To be done —
• A. According to the article on Rockin' 50's Rock'n'Roll, which label did the Crickets sign to?
• B. Carry the article on Rockin' 50's Rock'n'Roll forward from its final sentence.
* begin Text segment *
Studio album by The Crickets
- Released: December 1970
- Genre: Rock and roll
- Length: 25:18
- Label: Barnaby Records
- Producer: Delaney Bramlett (tracks 1–2); Jerry Allison, Sonny Curtis, Doug Gilmore (tracks 3–9)

The Crickets chronology
| A Collection (1965) | Rockin' 50's Rock'n'Roll (1970) | Bubblegum, Bop, Ballad And Boogies (1973) |

Singles from Rockin' 50's Rock'n'Roll
- "True Love Ways" b/w "Rockin' 50's Rock'n'Roll" Released: April 1972;

= Rockin' 50's Rock'n'Roll =

Rockin' 50's Rock'n'Roll is a rock and roll album by the Crickets. It was The Crickets' first release in the 1970s, and marked the band's embrace of their legacy as Buddy Holly's backing band. The album is a concept album of nostalgia for the 1950s, consisting mostly of songs written by Holly and framed by the new retrospectively-minded title track. The album was re-released on CD in 2000.

==Background==
With the departure of bassist Joe B. Mauldin and singer Jerry Naylor, the latter embarking on a solo career, the Crickets seemed to be on hiatus after their few releases in 1965. The remaining members, guitarist Sonny Curtis and drummer Jerry Allison remained active in the music business. Billed as The Camps, Curtis recorded the novelty single "The Ballad of Batman" and "Batmobile," on the Parkway label in 1965. Allison and Curtis worked as session musicians, Allison toured with country singer Roger Miller for two years, and Curtis released two solo records on the Viva label. Keyboardist Glen D. Hardin joined Elvis Presley's TCB Band in 1970.

The August 1968 single, "Million Dollar Movie" (Curtis) and "A Million Miles Apart" (Glen D. Hardin), was the only Crickets release of new material since early 1965. The Crickets signed to Barnaby Records, a subsidiary of CBS Records founded by singer Andy Williams primarily to manage releases from the Cadence archive, the famed label of the Everly Brothers releases. (Williams had enjoyed success with Cricket Sonny Curtis' "A Fool Never Learns" and had recorded other Curtis songs including "Walk Right Back." Additionally, Williams-Price Agency managed The Mary Tyler Moore Show, for which Sonny Curtis penned the theme song "Love is All Around" in summer 1970.)

In 1970, Curtis and Allison sang backing vocals on Eric Clapton's first solo record, which was produced by Delaney Bramlett. Bramlett would produce the first two songs on Rockin' 50s Rock'n'Roll with Clapton playing lead guitar.
* end Text segment *
* begin Dataset excerpts *
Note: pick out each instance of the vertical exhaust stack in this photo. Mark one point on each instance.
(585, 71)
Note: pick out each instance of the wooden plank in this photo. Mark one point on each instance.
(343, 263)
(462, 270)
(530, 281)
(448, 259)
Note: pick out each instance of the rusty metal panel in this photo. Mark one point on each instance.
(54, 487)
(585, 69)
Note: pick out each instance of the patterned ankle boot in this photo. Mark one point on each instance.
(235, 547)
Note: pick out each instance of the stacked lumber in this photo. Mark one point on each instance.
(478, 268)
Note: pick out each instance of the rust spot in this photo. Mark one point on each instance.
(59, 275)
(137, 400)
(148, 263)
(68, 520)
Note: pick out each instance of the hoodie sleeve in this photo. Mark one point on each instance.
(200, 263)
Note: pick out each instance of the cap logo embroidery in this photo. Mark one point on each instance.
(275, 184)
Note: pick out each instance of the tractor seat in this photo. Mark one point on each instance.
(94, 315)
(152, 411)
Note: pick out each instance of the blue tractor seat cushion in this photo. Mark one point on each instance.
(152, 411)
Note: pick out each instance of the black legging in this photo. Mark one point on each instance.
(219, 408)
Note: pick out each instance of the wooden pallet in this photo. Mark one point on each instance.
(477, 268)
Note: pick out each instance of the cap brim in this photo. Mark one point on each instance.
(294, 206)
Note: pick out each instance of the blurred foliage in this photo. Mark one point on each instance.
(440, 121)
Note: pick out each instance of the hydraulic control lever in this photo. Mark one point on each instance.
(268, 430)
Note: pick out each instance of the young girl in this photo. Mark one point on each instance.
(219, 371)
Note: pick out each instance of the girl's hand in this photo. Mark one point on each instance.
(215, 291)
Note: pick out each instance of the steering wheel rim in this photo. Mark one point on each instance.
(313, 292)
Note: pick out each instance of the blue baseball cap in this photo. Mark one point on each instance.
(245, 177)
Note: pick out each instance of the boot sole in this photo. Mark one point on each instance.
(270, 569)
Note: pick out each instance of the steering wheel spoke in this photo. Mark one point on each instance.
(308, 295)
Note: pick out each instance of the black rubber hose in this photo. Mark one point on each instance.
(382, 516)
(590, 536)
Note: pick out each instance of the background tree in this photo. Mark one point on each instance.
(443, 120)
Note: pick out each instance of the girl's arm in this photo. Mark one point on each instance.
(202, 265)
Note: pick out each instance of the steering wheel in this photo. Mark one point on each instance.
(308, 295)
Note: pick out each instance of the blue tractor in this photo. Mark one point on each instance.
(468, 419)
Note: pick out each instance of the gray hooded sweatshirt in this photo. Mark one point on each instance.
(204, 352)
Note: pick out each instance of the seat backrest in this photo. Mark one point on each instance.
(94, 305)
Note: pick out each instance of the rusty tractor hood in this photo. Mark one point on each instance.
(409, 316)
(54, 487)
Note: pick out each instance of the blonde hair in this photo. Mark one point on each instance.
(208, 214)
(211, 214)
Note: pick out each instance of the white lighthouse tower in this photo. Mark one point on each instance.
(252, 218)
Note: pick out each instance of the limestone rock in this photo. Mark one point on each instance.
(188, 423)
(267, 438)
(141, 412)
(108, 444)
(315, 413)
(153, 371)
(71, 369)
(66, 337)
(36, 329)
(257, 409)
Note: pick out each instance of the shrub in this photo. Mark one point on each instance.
* end Dataset excerpts *
Answers to the exercises —
• A. Barnaby Records

• B.
The album proceeds like a concept album with all of songs fading into one another, like the Beatles' 1967 album Sgt. Pepper's Lonely Hearts Club Band. The opening song "Rockin' 50s Rock'n'Roll" serves as an overture stating the album's theme of celebrating 1950s rock and roll music. It is reprised at the album's closing. Aside from the opening song, the album consists of new versions of songs made famous by former bandmember Buddy Holly.

In this way, the album tapped into an emerging trend in Western popular culture of the 1970s of nostalgia for the 1950s, in which figures like Buddy Holly were iconic.

== Sleeve ==
The album cover was designed by Bob Cato and Ira Friedlander. The rear of the record sleeve reprints a letter from the Beatles dated January 24, 1963 in full:

24th January, 1963.
Dear Crickets,
When we were rehearsing for a T.V. Show the other day, we met someone who had known you during your recent trip to England, and they told us how you had complimented us. We also heard from E.M.I. in London that you had a copy of our record. Well, we'd just like to say that we take this as a great compliment and appreciate it very much.
Yours sincerely,
"THE BEATLES."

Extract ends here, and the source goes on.